*What you will do:*
1. Answer these from the forum thread about Natural Balance Duck and Potato:
(a) How old is the beagle/bulldog in the first post?
(b) Which ingredient turned out to be the ultimate culprit for Khan?
(c) What two varieties of California Natural are mentioned?
2. Report how many lines of the records contain the string "positive", with case counting. Give only the number.

*Text shown:*
========================
# Dick Van Patten's Natural Balance Duck and Potato



## honeypot515 (Mar 2, 2010)

Hello everyone. I am new here and am hoping that you can enlighten me. I have a 3 year old beagle/bulldog. He currently has allergies to what seems like everything. I recently put him on this duck and potato food because I had heard that it is a number one seller for food allergies. I'm conflicted because I also heard that the receipe recently changed and the food is no good now. I'm wondering if anyone can help me out there. Has anyone had either positive or negative experiences with this food since they changed the ingredients?


----------



## rannmiller (Jun 27, 2008)

Sorry I haven't heard anything about it since they changed their ingredients, it looks like it's the same as it was before, mostly potatoes. I have, however, heard pretty positive reviews from people who have had allergy dogs put on this food, so it might be worth a shot.


----------



## Khan (Jan 17, 2010)

When I was running the gamete in the kibble isle for Khan, I did try this brand. Venison & Sweet Potato. My thought was Venison was a leaner meat than Duck, and Sweet Potatoes are a better carb/starch than White Spuds. 
The venison proved to be too rich and it turned out this food had Flax, which was his ultimate culprit. I do think there are other Limited Ingredient foods that have better ingredients. As Ranmiller said, this is mostly potato.
California Natural which has a very limited ingredient list, would in my opnion be a better choice. They offer Lamb & rice, as well as Chicken & rice. 
What have you been feeding him? 
Don't forget to take into account the ingredients of any treats he gets.
Have you tried eliminating everything kibble to see if he can tolerate canned chicken or turkey and rice?


----------



## CorgiPaws (Mar 31, 2009)

I don't have personal experience with this food, but I have heard positive things.
========================
*Data records:*

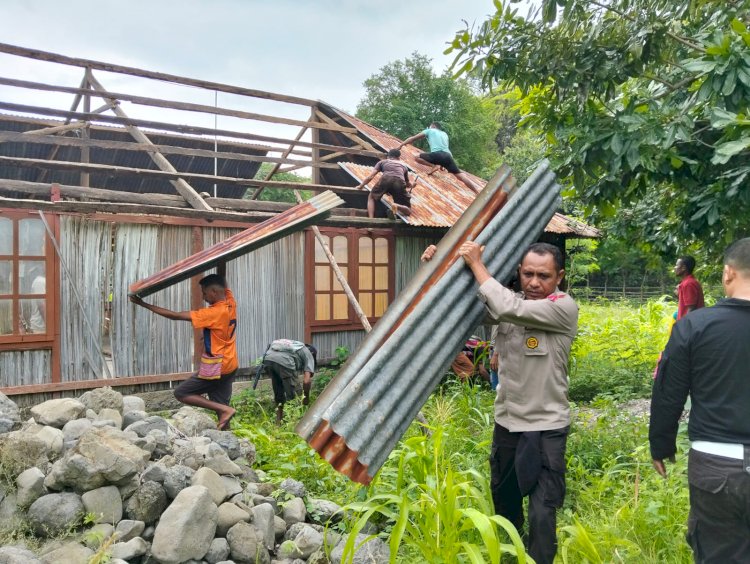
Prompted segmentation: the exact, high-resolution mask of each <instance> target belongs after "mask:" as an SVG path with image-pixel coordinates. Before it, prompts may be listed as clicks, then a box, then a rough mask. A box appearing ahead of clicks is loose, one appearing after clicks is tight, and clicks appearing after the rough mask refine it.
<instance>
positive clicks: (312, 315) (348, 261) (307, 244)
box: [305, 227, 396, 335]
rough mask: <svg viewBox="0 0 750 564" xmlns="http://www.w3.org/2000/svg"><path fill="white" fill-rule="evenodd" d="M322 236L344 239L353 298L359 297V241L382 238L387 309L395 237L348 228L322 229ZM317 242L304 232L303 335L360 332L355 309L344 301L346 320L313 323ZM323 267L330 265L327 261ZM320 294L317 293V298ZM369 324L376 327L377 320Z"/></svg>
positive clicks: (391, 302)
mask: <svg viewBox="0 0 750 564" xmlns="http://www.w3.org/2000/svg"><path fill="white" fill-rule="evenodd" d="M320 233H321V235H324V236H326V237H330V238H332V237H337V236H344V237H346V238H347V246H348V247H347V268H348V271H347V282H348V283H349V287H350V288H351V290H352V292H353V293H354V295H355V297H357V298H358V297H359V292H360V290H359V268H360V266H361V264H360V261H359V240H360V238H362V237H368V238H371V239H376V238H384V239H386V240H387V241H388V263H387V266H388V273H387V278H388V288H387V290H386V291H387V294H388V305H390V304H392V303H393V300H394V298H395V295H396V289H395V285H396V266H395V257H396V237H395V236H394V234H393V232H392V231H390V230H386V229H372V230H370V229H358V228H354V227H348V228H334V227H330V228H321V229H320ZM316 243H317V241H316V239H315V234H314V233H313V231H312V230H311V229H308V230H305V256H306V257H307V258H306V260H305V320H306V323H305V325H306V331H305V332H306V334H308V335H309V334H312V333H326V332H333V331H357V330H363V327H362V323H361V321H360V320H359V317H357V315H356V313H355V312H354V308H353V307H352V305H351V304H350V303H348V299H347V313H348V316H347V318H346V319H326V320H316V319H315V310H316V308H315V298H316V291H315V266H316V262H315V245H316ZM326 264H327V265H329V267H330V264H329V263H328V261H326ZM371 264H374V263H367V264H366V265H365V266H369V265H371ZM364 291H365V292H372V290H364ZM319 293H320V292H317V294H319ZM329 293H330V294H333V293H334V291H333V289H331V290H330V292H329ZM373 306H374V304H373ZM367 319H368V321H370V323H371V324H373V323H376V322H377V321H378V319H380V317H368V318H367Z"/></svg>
========================
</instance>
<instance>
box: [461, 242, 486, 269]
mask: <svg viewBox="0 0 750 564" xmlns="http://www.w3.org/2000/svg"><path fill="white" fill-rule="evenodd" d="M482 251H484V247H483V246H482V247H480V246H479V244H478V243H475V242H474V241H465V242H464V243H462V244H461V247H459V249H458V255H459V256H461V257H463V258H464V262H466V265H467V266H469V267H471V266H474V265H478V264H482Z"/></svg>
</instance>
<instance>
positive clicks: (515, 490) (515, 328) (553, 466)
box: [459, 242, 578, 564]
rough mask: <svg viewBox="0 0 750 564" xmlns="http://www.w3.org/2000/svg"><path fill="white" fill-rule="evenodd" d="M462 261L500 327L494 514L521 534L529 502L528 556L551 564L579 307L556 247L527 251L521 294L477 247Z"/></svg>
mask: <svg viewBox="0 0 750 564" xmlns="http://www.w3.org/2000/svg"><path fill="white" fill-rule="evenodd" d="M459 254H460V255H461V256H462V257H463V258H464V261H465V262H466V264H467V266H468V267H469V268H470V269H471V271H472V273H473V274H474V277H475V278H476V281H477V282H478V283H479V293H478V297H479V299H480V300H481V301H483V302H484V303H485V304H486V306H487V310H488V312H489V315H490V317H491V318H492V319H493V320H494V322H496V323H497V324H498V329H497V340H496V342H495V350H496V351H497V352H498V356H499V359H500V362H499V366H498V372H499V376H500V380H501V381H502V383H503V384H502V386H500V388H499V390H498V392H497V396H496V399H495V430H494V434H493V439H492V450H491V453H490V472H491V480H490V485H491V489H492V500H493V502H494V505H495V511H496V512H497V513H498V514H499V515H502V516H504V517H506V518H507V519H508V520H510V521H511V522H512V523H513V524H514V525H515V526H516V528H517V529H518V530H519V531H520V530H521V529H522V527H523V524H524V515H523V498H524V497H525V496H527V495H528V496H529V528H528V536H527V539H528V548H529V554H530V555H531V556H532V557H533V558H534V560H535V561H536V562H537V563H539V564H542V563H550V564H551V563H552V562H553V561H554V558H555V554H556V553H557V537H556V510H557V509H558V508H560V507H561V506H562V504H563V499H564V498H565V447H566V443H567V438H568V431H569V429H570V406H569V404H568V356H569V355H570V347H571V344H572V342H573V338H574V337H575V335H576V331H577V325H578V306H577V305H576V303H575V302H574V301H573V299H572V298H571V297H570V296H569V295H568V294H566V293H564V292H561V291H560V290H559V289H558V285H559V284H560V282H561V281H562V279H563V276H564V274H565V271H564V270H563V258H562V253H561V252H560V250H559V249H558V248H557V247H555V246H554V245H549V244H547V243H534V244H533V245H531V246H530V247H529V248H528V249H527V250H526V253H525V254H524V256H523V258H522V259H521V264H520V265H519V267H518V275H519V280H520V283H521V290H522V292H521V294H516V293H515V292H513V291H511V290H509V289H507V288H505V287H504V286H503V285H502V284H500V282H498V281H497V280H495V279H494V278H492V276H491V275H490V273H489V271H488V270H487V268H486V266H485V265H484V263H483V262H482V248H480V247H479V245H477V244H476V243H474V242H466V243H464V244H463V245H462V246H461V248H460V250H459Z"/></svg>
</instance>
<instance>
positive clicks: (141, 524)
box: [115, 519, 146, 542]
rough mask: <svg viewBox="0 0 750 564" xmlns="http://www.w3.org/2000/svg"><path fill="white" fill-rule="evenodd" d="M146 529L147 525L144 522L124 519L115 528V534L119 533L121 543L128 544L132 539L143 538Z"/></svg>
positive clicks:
========================
*Solutions to each task:*
1.
(a) 3 years old
(b) Flax
(c) Lamb & rice, and Chicken & rice

2. 5